_Text excerpt_
|---|
DNA damage is a constant problem that cells must deal with to maintain viability. Proper duplication and segregation of undamaged genetic material to daughter cells is essential for survival. DNA damage may come from endogenous sources including reactive oxygen species produced by cellular metabolism, spontaneous depurination of DNA and replication fork collapse at various replication fork barriers, or from exogenous sources including ionizing and ultraviolet radiation. Failure to alter DNA metabolism to properly respond to damaged DNA can lead to genetic instability, resulting in cell death and, in multicellular organisms, oncogenesis [1].

To ensure each daughter cell receives a full complement of undamaged DNA, cells have evolved checkpoints. These checkpoints are surveillance mechanisms employed by the cell to detect and respond to DNA damage. They halt the cell cycle, allowing time to repair DNA damage before the crucial processes of DNA replication and chromosomal segregation [1, 2]. Checkpoint deficiency leads to genomic instability as a result of failure to properly replicate, repair, or segregate damaged DNA.

Several checkpoints regulate the cell cycle. The G1/S and G2/M DNA damage checkpoints prevent cell-cycle progression into S-phase and M-phase, respectively. Additionally, the S-M checkpoint, also known as the replication checkpoint, prevents mitosis in the presence of arrested replication forks. The cell cycle targets of the G1/S, G2/M, and S-M checkpoints have been characterized [3]. In each case, they represent a global cellular response, in which checkpoint kinases regulate cell-cycle events that are distant from the initiating lesion. This model of checkpoint-as-global-regulator has been very useful for understanding checkpoint function, but may not completely fit the S-phase DNA damage checkpoint, also known as the intra-S checkpoint, which slows replication in the presence of DNA damage.

The S-phase DNA damage checkpoint: global and local?

The S-phase DNA damage checkpoint is a bit different from the other DNA damage cell-cycle checkpoints. Instead of preventing a cell-cycle transition, this checkpoint reduces but does not absolutely halt DNA synthesis in the presence of damaged DNA during S-phase. In addition, there is not a strong correlation between checkpoint activity and DNA damage resistance. For these reasons, it has been suggested that the checkpoint may be more involved in accommodating and tolerating damage during replication than actually repairing the damage [4].
|---|
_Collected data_
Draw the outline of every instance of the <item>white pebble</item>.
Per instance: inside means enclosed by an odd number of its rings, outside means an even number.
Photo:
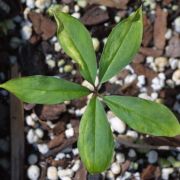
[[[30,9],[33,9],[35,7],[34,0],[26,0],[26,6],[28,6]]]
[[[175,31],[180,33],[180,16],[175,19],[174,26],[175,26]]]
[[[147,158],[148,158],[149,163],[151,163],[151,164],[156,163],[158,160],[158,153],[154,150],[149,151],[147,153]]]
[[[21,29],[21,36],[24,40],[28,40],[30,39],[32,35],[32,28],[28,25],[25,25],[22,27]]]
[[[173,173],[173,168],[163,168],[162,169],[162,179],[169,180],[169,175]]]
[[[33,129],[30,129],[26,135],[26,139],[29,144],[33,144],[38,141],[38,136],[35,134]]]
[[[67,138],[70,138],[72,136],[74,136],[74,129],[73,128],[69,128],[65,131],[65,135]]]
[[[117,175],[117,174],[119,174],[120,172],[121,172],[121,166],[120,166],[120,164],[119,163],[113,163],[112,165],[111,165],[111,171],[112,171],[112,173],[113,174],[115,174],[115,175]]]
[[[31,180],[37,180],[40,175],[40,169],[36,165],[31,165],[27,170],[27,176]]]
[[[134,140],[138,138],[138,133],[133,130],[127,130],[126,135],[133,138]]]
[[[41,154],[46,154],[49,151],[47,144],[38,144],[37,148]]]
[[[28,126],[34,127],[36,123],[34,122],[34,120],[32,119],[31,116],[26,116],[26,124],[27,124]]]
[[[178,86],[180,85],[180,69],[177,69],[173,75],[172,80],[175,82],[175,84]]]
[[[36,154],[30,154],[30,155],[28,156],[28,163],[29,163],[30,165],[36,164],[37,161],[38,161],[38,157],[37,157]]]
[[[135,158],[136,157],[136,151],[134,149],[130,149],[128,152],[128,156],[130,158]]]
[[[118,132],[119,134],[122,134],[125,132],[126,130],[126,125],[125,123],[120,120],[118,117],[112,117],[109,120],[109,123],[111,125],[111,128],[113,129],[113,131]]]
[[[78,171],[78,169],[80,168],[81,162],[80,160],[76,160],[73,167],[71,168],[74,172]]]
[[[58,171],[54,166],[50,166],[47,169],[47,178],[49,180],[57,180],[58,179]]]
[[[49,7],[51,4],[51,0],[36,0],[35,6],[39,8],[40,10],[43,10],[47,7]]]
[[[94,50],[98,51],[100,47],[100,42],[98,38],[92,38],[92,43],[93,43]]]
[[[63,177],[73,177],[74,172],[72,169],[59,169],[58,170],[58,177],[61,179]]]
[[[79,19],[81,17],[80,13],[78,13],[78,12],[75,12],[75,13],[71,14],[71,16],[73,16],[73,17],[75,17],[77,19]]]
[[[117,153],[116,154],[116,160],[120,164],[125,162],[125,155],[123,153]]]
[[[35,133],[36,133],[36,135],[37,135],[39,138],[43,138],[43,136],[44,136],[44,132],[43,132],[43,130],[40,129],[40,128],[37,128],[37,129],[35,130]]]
|---|
_Tasks and exercises_
a – Reproduce the part of the text on DNA damage checkpoints that opens with the words containing "Several checkpoints regulate" and closes with "of DNA damage.".
b – Answer these questions from the text on DNA damage checkpoints:
(i) Which exogenous sources of DNA damage are named?
(ii) What other name is given for the S-M checkpoint?
(iii) What does the S-phase DNA damage checkpoint do to DNA synthesis when damaged DNA is present during S-phase?

_Answers for the tasks_
a –
Several checkpoints regulate the cell cycle. The G1/S and G2/M DNA damage checkpoints prevent cell-cycle progression into S-phase and M-phase, respectively. Additionally, the S-M checkpoint, also known as the replication checkpoint, prevents mitosis in the presence of arrested replication forks. The cell cycle targets of the G1/S, G2/M, and S-M checkpoints have been characterized [3]. In each case, they represent a global cellular response, in which checkpoint kinases regulate cell-cycle events that are distant from the initiating lesion. This model of checkpoint-as-global-regulator has been very useful for understanding checkpoint function, but may not completely fit the S-phase DNA damage checkpoint, also known as the intra-S checkpoint, which slows replication in the presence of DNA damage.

b –
(i) Ionizing and ultraviolet radiation.
(ii) The replication checkpoint.
(iii) It reduces DNA synthesis but does not absolutely halt it.